**WORK REQUIRED**
In the forum thread below, which of the two dogs does the poster identify as the redhead?

**READING PASSAGE**
╭──

# showing off my girls (again)



## fracturedcircle (Aug 19, 2010)

Llama and Vlada

Vlada's ears looked a bit miserable, so we shaved them later on.


----------



## Michelle (Nov 16, 2009)

Very cute! I love Llamas smile in the second photo.


----------



## fracturedcircle (Aug 19, 2010)

another pic (can't see the girls too well but I like the vibe...)


----------



## outwest (May 1, 2011)

I like the vibe in that one, too.  Daddy chasing down the pooch with one in tow- too cute.


----------



## Dallasminis (Feb 6, 2011)

So cute! So Vlada is the apricoty one? They are toys, yes? My Indie is a rescue Mini, body like a mini but short muzzle like a toy...sweetest dog in the world, as I'm sure yours are, too!


----------



## fracturedcircle (Aug 19, 2010)

the redhead is Llama. :llama::love2:


----------



## schnauzerpoodle (Apr 21, 2010)

Very cute! Love the color of Llama's harness and her smile~


----------



## Countryboy (May 16, 2011)

U can show those girls off anytime as far as I'm concerned. The small dogs are waaaay cute! And look like they're havin' so much fun.


----------



## ArreauStandardPoodle (Sep 1, 2009)

They are adorable! Look like they get along well too.


----------



## Chagall's mom (Jan 9, 2010)

They are absolutely sweethearts! I'm sure they brighten the day for anyone who sees them, they sure do it for me!!


----------



## sandooch (Jan 20, 2011)

Are you sure Llama and Atticus are not related? Whenever I see a picture of her, I have to check to make sure whose posting it. LOL

Lovely pictures!


----------



## fracturedcircle (Aug 19, 2010)

schnauzerpoodle said:


> Very cute! Love the color of Llama's harness and her smile~


she could be a cheerleader if she were more responsible. :laugh2:


----------



## Rowan (May 27, 2011)

Adorable! They look like a truly bonded pair.


----------

╰──

**DATA PROVIDED**
╭──

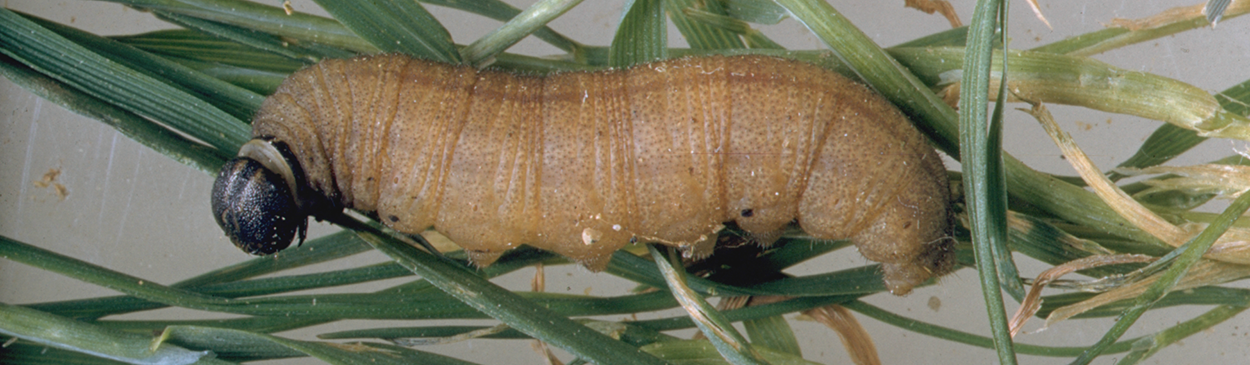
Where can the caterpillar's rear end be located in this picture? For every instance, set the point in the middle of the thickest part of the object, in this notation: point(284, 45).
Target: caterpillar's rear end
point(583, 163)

╰──

**OUTPUT OF THE TASK**
Llama is the redhead.